**PASSAGE SHOWN:**

Inside the Label Bringing Rare 70s and 80s Arabic Funk to the World
Habibi Funk's new compilation pulls together soulful, jazzy music from Morocco, Algeria, Tunisia, Egypt, Sudan, and more. It's even more vibrant than you might expect.
Photo by Fabian Brennecke
Back in 2014, the DJ, record collector and Jakarta Records label owner Jannis Stürtz was scouring around Morocco in search of old vinyl records. He chanced across a second-hand electronics repair store that was previously a record shop owned by a guy who used to run the Mekauiphone music distribution business in Casablanca. "You could still see in the back there were stacks and stacks of records," recalls Stürtz.
Digging through the pile of dusty vinyl, a track by a local artist named Fadoul caught Stürtz's ear: Titled "Sid Redad," the stripped-down song was basically an adaptation of James Brown's funk anthem "Papa's Got a Brand New Bag" but sung in Arabic. This moment kick-started Stürtz's deep dig into the world of Arabic music from the '70s and '80s that mixes up local influences with western funk and soul touches, and was recorded by often obscure musicians sporting fashions that could have been “straight out of a nightclub scene from Harlem in the '70s."

**TASK OBJECTIVE:** Reproduce the passage from the article on the Arabic funk label, between "Inside the Label" and "you might expect.", inclusive.

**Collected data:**

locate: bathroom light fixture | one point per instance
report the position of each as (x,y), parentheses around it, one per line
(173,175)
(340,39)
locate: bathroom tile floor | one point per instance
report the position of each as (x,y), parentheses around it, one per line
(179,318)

**FINAL RESULT:**
Inside the Label Bringing Rare 70s and 80s Arabic Funk to the World
Habibi Funk's new compilation pulls together soulful, jazzy music from Morocco, Algeria, Tunisia, Egypt, Sudan, and more. It's even more vibrant than you might expect.